Document text

# # #

ATV riders are driving through fragile Atlantic salmon habitat in Nova Scotia's Annapolis Valley, according to a conservation group that's working in the Fales River to protect the endangered species.
The area of the river near a residential subdivision in Greenwood offers the perfect conditions for salmon to lay their eggs, and young salmon known as parr as well as brook trout have been spotted in the area, said Katie McLean, the program manager with the Clean Annapolis River Project.
She said there appears to be a small number of people crossing the river on ATVs on a fairly regular basis. Staff have noticed tire tracks and a rough trail cut through the trees on private property. Last year they captured a video of three riders crossing the water.
"If there was a redd — the name for a salmon nest — in one of those exact locations. That's not going to fare well for the salmon eggs," McLean told CBC Radio's Information Morning.
ATVs also stir up sediment from the bottom of the river that can drift downstream and smother nests or change the water quality, she said. Her team has spent the last few years trying to restore the fish habitat by installing structures in the water and using a process called sand wanding to remove very fine sediment from the nest areas.
"That's where it can feel particularly frustrating then to see an activity that's directly putting those sediments back into the stream," she said.
It's illegal for ATV riders to cross watercourses in Nova Scotia unless they're frozen, and the Clean Annapolis River Project is working on putting up signs in the Fales River area to educate riders.
ATV group wants more enforcement
The organization is getting some help from the All Terrain Vehicle Association of Nova Scotia.

# # #

Tasks and exercises
A - Print the stretch of the salmon habitat article from "It's illegal for" through "of Nova Scotia.".
B - In the salmon habitat article, what is a redd?
C - Summarize the salmon habitat article in two sentences.
The records come from a different source than the salmon habitat article.

# # #

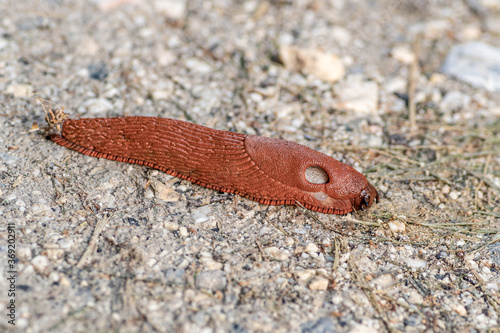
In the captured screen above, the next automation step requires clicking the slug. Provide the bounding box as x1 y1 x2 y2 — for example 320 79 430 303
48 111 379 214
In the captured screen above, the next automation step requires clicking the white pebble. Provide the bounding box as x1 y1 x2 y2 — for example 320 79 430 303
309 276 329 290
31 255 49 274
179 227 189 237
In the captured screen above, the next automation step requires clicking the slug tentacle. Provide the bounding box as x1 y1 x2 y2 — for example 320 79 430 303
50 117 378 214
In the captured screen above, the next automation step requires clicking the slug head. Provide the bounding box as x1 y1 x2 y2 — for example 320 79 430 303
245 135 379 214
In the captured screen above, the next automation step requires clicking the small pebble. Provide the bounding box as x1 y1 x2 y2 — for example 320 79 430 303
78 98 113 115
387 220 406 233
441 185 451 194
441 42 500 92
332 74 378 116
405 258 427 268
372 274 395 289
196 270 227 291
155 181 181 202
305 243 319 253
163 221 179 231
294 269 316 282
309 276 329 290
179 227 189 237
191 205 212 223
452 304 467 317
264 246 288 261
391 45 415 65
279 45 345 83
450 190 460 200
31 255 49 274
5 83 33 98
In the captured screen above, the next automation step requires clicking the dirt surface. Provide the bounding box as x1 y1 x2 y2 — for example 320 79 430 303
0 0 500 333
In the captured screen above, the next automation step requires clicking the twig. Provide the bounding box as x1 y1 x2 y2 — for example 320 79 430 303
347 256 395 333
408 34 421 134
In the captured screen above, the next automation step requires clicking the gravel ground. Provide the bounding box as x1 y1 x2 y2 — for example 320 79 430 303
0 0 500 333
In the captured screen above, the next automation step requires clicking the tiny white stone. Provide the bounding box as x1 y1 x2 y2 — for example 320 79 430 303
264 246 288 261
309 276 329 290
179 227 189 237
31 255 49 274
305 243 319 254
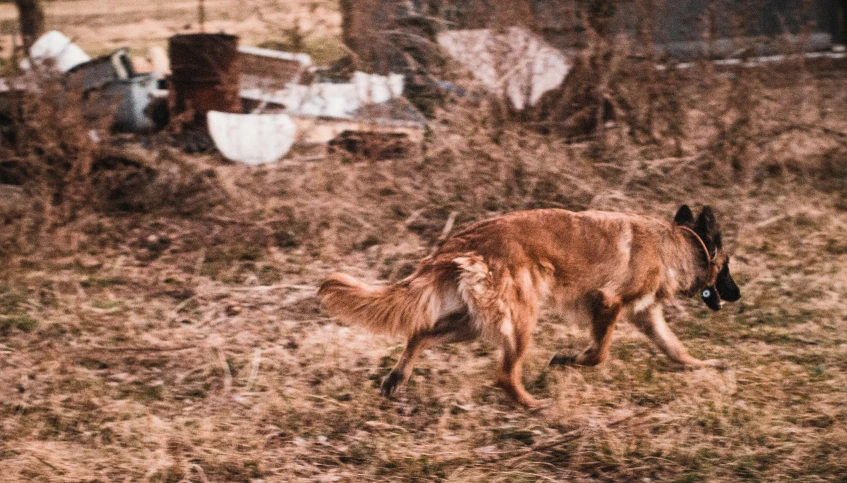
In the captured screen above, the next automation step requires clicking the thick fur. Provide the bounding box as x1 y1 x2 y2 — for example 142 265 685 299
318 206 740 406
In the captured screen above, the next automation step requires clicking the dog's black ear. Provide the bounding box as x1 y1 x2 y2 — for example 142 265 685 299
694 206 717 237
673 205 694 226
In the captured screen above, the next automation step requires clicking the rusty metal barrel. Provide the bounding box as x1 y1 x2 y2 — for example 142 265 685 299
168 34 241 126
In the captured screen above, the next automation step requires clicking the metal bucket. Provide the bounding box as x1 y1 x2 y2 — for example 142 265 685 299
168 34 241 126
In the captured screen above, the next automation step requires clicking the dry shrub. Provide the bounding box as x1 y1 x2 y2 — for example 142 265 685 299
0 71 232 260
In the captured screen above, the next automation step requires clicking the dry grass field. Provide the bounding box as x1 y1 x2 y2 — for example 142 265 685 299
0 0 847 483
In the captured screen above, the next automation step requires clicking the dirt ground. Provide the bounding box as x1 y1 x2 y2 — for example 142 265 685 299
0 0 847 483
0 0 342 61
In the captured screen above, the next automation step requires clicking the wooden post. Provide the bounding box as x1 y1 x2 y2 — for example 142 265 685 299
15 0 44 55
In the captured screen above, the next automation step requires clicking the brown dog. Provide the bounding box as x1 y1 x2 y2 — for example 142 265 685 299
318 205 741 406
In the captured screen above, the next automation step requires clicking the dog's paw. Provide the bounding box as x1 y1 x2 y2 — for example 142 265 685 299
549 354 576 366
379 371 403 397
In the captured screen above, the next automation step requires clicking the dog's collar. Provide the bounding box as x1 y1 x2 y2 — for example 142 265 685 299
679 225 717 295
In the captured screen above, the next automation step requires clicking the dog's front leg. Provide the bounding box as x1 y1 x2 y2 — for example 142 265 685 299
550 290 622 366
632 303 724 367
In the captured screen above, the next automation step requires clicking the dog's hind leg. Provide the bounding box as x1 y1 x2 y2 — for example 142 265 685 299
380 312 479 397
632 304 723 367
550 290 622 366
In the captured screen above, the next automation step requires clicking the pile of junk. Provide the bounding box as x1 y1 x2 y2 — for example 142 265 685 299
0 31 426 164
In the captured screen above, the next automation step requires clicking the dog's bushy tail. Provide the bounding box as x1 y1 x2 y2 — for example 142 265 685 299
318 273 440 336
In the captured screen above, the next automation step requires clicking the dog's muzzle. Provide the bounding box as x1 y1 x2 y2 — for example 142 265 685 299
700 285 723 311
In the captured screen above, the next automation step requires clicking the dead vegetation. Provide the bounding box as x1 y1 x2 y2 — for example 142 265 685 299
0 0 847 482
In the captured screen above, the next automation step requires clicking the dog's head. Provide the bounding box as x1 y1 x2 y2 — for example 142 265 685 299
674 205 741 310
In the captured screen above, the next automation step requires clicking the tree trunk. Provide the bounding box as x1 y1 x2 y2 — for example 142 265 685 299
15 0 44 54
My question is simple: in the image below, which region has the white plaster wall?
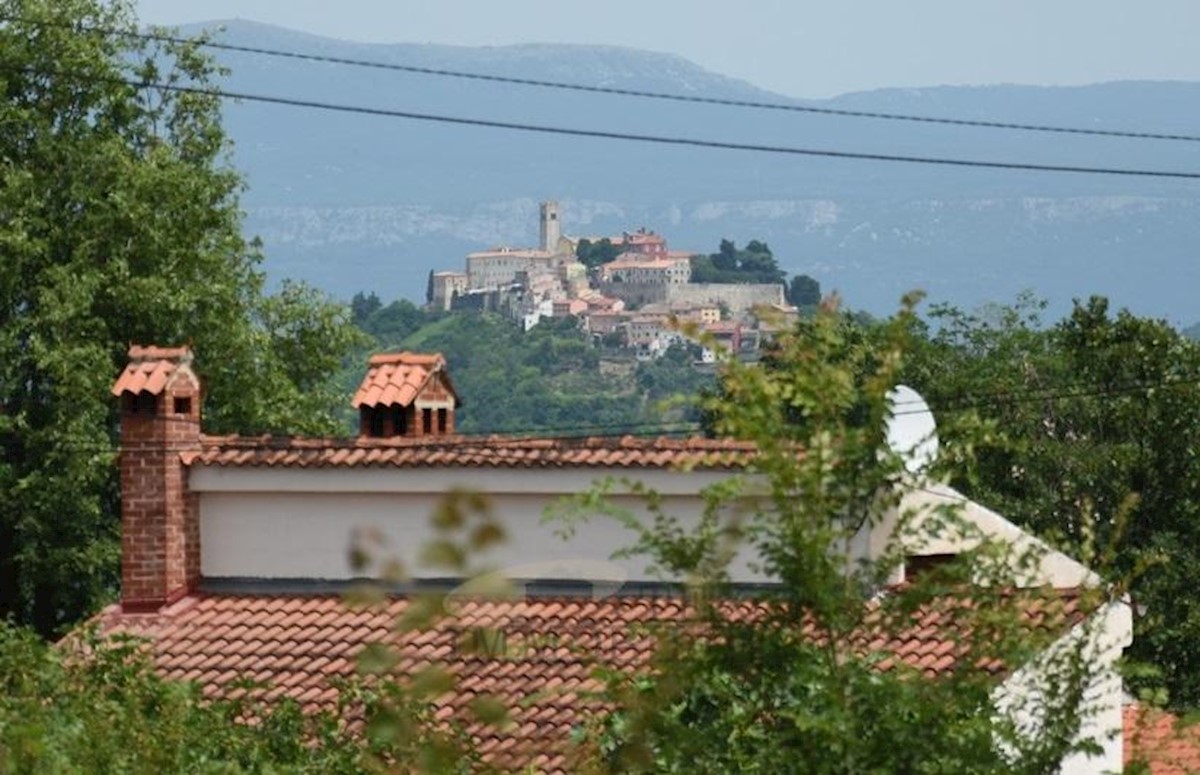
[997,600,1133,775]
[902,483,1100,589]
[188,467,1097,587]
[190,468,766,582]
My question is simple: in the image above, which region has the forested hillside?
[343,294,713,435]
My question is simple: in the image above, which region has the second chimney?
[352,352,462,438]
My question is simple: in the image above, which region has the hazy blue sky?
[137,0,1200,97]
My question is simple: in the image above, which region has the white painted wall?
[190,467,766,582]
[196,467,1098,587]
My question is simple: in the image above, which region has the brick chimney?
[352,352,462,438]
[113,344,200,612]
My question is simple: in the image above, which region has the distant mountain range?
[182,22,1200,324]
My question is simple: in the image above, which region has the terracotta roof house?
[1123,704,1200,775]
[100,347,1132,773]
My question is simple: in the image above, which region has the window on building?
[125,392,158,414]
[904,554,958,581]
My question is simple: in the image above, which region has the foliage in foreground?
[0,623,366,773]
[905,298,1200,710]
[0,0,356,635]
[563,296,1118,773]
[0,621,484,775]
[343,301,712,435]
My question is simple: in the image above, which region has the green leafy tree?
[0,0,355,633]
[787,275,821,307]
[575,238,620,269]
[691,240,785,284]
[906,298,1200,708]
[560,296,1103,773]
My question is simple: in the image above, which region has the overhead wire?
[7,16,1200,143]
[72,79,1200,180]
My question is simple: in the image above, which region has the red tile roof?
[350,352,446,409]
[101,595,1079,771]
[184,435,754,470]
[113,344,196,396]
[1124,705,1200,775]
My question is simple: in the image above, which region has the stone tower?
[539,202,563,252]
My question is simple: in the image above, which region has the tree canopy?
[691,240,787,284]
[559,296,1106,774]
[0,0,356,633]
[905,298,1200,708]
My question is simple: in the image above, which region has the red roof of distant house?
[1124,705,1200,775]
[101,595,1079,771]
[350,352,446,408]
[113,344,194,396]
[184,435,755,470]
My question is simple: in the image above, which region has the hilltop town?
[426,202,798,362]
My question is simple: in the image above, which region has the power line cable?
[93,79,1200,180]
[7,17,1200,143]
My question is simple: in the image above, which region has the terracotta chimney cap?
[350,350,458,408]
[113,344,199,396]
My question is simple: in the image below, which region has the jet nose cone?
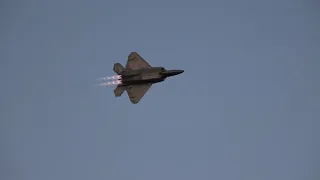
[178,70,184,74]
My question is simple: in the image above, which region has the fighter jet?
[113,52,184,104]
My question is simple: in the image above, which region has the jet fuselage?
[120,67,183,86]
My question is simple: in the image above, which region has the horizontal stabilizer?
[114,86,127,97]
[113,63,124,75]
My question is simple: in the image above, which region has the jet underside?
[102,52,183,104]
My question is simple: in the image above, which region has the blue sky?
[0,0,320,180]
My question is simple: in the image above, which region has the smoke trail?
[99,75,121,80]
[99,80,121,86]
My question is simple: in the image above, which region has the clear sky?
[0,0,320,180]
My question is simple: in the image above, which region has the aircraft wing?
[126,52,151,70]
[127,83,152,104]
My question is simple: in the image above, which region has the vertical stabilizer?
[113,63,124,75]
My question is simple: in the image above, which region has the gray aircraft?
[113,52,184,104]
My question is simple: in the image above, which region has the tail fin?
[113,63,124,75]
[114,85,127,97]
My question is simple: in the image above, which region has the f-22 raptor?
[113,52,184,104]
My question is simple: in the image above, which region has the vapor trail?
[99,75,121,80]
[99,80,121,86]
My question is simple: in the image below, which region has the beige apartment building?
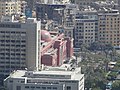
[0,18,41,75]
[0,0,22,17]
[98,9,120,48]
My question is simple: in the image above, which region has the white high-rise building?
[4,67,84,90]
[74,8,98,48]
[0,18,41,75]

# # #

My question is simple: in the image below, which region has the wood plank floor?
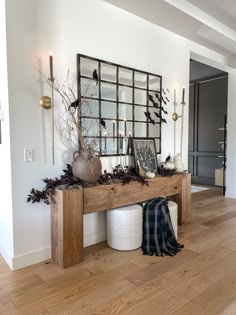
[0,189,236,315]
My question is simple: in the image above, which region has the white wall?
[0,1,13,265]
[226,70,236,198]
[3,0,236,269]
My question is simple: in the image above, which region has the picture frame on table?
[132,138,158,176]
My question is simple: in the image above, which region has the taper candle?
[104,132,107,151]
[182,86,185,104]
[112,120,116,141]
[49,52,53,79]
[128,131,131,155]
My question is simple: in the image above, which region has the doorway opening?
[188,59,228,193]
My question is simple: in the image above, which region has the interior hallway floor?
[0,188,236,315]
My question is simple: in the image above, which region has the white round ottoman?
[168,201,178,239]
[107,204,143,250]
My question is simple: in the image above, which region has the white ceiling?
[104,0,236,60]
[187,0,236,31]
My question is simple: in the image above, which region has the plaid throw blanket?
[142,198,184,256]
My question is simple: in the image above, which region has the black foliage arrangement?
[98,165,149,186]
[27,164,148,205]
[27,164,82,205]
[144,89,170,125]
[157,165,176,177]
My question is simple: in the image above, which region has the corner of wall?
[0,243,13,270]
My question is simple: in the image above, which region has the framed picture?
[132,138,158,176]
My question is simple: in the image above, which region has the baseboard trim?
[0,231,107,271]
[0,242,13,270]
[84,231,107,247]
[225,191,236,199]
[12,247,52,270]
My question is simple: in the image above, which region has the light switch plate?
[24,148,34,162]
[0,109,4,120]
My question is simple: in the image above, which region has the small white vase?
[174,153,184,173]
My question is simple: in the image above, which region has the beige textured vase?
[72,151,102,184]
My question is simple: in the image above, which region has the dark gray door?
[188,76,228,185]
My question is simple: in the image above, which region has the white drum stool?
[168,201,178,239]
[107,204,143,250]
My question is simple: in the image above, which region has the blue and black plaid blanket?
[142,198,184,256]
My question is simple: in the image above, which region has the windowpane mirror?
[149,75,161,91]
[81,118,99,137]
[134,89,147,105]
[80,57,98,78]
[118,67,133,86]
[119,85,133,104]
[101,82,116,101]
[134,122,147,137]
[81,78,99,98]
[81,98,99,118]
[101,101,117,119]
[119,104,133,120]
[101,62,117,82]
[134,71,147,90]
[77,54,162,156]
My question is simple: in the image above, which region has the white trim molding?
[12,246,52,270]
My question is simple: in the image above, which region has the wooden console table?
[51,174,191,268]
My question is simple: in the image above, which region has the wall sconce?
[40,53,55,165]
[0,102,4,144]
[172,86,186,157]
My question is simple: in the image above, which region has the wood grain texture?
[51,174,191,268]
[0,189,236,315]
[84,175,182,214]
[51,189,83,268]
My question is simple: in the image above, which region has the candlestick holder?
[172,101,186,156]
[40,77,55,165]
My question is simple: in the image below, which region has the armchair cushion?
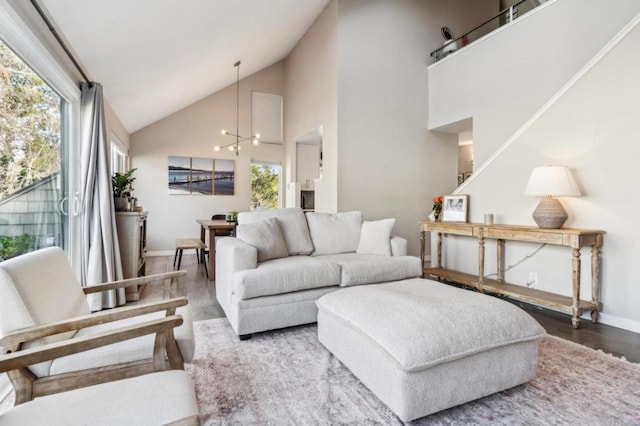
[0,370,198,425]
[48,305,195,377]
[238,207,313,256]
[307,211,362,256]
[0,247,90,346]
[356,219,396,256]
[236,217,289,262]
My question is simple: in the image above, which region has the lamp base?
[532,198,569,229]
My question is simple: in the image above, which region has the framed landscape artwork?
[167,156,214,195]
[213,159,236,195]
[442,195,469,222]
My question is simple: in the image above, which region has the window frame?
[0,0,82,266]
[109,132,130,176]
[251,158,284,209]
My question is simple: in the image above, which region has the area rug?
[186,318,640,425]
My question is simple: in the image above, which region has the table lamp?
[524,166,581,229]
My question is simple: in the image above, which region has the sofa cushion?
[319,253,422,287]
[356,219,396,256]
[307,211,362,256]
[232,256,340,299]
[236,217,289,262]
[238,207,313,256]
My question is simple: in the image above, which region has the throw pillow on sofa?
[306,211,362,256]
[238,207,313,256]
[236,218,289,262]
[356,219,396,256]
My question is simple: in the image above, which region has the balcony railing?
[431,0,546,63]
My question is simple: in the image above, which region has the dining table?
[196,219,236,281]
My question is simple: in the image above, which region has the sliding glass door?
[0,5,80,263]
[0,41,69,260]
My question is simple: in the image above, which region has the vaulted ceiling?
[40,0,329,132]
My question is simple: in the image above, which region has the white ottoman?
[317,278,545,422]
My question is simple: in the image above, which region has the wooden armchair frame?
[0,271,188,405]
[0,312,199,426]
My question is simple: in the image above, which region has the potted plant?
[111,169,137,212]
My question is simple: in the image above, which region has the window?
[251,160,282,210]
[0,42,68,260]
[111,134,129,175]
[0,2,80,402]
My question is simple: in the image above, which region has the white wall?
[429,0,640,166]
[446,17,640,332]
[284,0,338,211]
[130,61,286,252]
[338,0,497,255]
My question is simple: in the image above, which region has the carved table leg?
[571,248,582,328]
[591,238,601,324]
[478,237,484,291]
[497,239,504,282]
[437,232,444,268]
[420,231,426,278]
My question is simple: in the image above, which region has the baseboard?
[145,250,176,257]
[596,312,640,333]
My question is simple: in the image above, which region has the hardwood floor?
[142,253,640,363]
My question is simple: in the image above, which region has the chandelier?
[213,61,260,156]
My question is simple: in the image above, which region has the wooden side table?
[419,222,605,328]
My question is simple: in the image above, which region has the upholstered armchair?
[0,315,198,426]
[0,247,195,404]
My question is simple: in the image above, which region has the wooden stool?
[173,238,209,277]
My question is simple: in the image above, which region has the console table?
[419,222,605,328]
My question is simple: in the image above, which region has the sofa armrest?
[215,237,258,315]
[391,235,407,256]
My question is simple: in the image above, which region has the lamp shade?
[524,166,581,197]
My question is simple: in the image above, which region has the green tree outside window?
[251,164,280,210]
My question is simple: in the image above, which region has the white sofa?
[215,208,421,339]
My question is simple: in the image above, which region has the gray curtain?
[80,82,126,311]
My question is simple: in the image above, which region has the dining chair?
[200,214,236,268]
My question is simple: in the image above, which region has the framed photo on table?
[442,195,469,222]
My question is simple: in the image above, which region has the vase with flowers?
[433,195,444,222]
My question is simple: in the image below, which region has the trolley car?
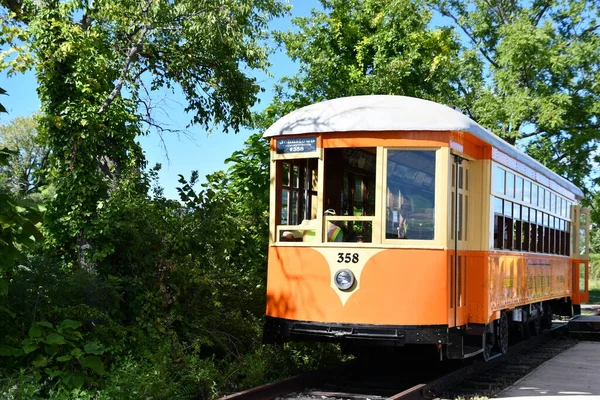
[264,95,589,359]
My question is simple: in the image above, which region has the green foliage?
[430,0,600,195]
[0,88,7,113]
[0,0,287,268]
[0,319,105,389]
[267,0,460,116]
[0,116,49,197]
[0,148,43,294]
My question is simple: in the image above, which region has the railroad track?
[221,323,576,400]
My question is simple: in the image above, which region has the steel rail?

# # #

List of answers
A -
It's illegal for ATV riders to cross watercourses in Nova Scotia unless they're frozen, and the Clean Annapolis River Project is working on putting up signs in the Fales River area to educate riders.
ATV group wants more enforcement
The organization is getting some help from the All Terrain Vehicle Association of Nova Scotia.

B - A salmon nest.

C - The Clean Annapolis River Project says ATV riders are crossing endangered Atlantic salmon habitat in the Fales River in Nova Scotia's Annapolis Valley, where they could harm salmon nests and stir up sediment that can smother nests or change water quality. It is illegal in Nova Scotia to cross watercourses on ATVs unless they are frozen, and the group is working on putting up signs to educate riders, with some help from the All Terrain Vehicle Association of Nova Scotia.